## PASSAGE
----
ISABELLE GROMMET guarantees that the Products are free from having any invisible material or manufacturing faults/defects for which it is exclusively responsible, during the shelf life of the Products, provided however that such defects are not due to external cause, alteration, abuse, negligence, misuse, unreasonable use, transport, loading/downloading, abnormal conditions of temperature or humidity, dirt, or in an otherwise improper manner, either intentional or otherwise, caused by the Purchaser or by a third party.
If there are faults/defects which are reported according to the terms of the last two paragraphs, at its own discretion, ISABELLE GROMMET must exchange (in part or in full) the faulty Products. The replaced Products will be sent to the Purchaser with the next order made by the latter, unless otherwise agreed by the Parties. Products will continue to be covered by the guarantee for the remaining period of the original guarantee but no longer than this. The cost of packing and return will be borne by the Purchaser.
In the event that the Parties disagree on the faults/defects, they will rely on an independent laboratory chosen by them. They shall share equally the laboratory’s costs. Analysis supplied by this laboratory shall be binding for the Parties.
----
## DATASET ENTRIES
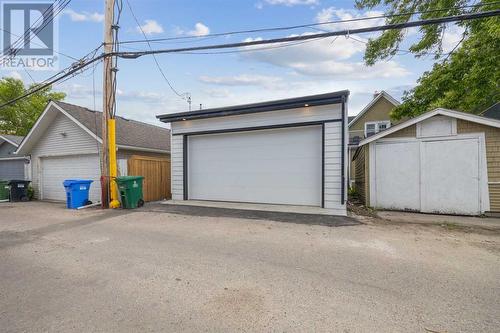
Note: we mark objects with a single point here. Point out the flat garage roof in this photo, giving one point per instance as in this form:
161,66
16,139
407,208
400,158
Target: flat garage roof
282,104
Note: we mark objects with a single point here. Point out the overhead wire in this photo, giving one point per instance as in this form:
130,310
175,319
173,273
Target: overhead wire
132,55
184,96
310,25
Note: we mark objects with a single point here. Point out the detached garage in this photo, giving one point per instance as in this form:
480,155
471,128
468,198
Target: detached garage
287,152
441,162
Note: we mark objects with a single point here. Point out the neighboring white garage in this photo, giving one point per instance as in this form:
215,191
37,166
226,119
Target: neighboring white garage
289,152
54,170
441,162
65,143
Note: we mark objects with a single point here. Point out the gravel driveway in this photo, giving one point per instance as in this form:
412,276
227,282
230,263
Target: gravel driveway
146,270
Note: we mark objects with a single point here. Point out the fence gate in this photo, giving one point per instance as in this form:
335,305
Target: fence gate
156,173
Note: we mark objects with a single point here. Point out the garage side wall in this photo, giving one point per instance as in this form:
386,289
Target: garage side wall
62,137
492,136
333,166
176,166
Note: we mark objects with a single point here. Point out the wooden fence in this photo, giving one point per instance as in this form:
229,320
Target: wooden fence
156,173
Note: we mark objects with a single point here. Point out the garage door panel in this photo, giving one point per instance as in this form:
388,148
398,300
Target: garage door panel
55,170
268,166
397,175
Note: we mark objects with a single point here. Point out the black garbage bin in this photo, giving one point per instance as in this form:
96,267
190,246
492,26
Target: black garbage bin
19,190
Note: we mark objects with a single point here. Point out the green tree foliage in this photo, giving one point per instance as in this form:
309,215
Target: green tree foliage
466,79
19,117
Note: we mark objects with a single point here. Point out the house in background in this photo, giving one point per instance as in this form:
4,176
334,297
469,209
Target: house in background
12,166
374,118
65,143
443,161
492,112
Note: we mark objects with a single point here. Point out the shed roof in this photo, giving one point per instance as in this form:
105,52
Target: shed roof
444,112
282,104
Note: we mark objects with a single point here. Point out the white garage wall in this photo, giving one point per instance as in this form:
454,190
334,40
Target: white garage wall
75,142
333,144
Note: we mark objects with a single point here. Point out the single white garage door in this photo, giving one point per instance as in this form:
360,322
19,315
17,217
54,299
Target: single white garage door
431,176
55,170
278,166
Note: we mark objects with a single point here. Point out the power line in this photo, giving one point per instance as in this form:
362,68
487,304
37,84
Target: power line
183,96
393,26
133,55
311,25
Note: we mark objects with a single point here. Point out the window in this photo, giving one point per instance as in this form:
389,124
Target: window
374,127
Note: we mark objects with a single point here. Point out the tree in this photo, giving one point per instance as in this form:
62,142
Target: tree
466,79
18,118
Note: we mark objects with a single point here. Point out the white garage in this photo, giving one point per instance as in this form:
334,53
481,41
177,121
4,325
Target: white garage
54,170
65,143
287,152
442,162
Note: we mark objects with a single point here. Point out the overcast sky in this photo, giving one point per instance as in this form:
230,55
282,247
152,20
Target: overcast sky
226,79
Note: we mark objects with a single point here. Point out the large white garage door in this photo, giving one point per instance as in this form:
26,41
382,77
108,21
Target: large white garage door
432,176
279,166
54,170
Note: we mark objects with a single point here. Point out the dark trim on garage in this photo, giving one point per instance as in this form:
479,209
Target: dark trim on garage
258,128
283,104
185,167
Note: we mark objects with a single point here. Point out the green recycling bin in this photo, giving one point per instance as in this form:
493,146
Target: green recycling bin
4,190
130,189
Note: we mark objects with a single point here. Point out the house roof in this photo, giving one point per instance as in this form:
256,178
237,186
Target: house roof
282,104
380,95
493,111
130,134
14,140
443,112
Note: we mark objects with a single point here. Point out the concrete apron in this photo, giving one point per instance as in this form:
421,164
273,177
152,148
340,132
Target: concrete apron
254,206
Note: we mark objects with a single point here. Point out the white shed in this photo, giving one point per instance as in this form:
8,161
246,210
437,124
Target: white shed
289,152
65,143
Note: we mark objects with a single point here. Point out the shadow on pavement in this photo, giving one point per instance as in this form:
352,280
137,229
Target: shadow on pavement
312,219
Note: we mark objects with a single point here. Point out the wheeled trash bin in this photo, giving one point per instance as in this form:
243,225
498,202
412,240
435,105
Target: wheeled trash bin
77,192
19,190
130,188
4,190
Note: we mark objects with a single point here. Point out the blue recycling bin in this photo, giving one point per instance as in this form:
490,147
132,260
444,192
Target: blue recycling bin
77,192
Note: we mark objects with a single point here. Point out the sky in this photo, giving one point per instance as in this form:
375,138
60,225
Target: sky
215,80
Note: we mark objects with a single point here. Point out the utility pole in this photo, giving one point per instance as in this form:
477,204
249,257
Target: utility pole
107,95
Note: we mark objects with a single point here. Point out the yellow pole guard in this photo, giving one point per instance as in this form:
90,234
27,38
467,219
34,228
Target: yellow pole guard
115,203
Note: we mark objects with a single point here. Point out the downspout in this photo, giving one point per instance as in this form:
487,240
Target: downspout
342,177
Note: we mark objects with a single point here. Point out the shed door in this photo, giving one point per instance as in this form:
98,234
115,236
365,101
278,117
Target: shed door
279,166
450,176
54,170
397,175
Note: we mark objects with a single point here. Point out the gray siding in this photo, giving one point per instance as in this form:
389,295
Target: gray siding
12,169
52,143
333,167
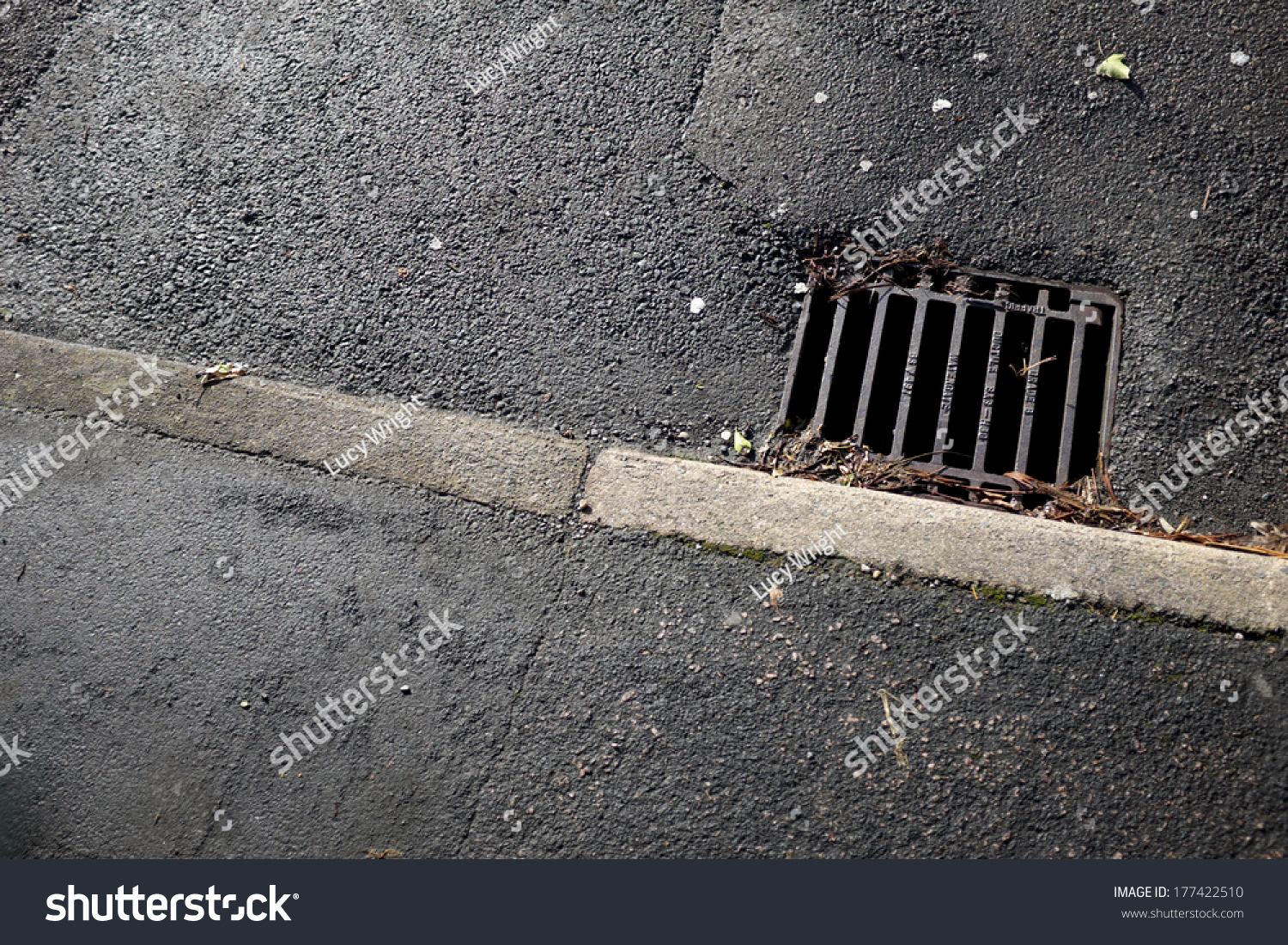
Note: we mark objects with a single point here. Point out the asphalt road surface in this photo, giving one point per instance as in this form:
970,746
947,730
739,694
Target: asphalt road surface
----
## TASK 1
Answer these questions using the warranty clause:
(a) Who pays the cost of packing and return?
(b) How do the Parties divide the independent laboratory's costs?
(c) When are the replaced Products sent to the Purchaser, unless the Parties agree otherwise?
## TASK 2
List every capitalized defined term in the warranty clause, not counting the company name.
## TASK 3
Extend the warranty clause past its final sentence.

## TASK OUTPUT 1
(a) The Purchaser.
(b) They share the costs equally.
(c) With the Purchaser's next order.

## TASK OUTPUT 2
Products, Purchaser, Parties

## TASK OUTPUT 3
ISABELLE GROMMET may suspend its obligation of warranty/guarantee as long as the Purchaser does not execute entirely its own obligations. Such suspension does not extend the initial warranty/guarantee period.
No other warranties/guarantees whether statutory, written, oral, express, implied, including without limitation (the warranties of merchantability or fitness for a particular purpose for instance), or otherwise, shall apply.
6. USE AND HANDLING OF THE PRODUCTS
The Purchaser acknowledges that the Products:
– are fragile items that must be handled carefully and must be stored in the appropriate temperature and in a dry and clean area;
– must be handled, stored, transported in accordance with all local and international requirements and practices;
– must not be used for any other purposes than what is strictly specified in the manuals, guidelines, recommendations provided by ISABELLE GROMMET.
7. PURCHASER REFERENCES
Unless otherwise agreed in writing, ISABELLE GROMMET can quote the Purchaser’s name (including Purchaser’s logos and pictures) as a reference in any format (brochures, websites, displays, posters, press releases, etc.), as well as general information in the public domain about the Products sold by ISABELLE GROMMET to the Purchaser.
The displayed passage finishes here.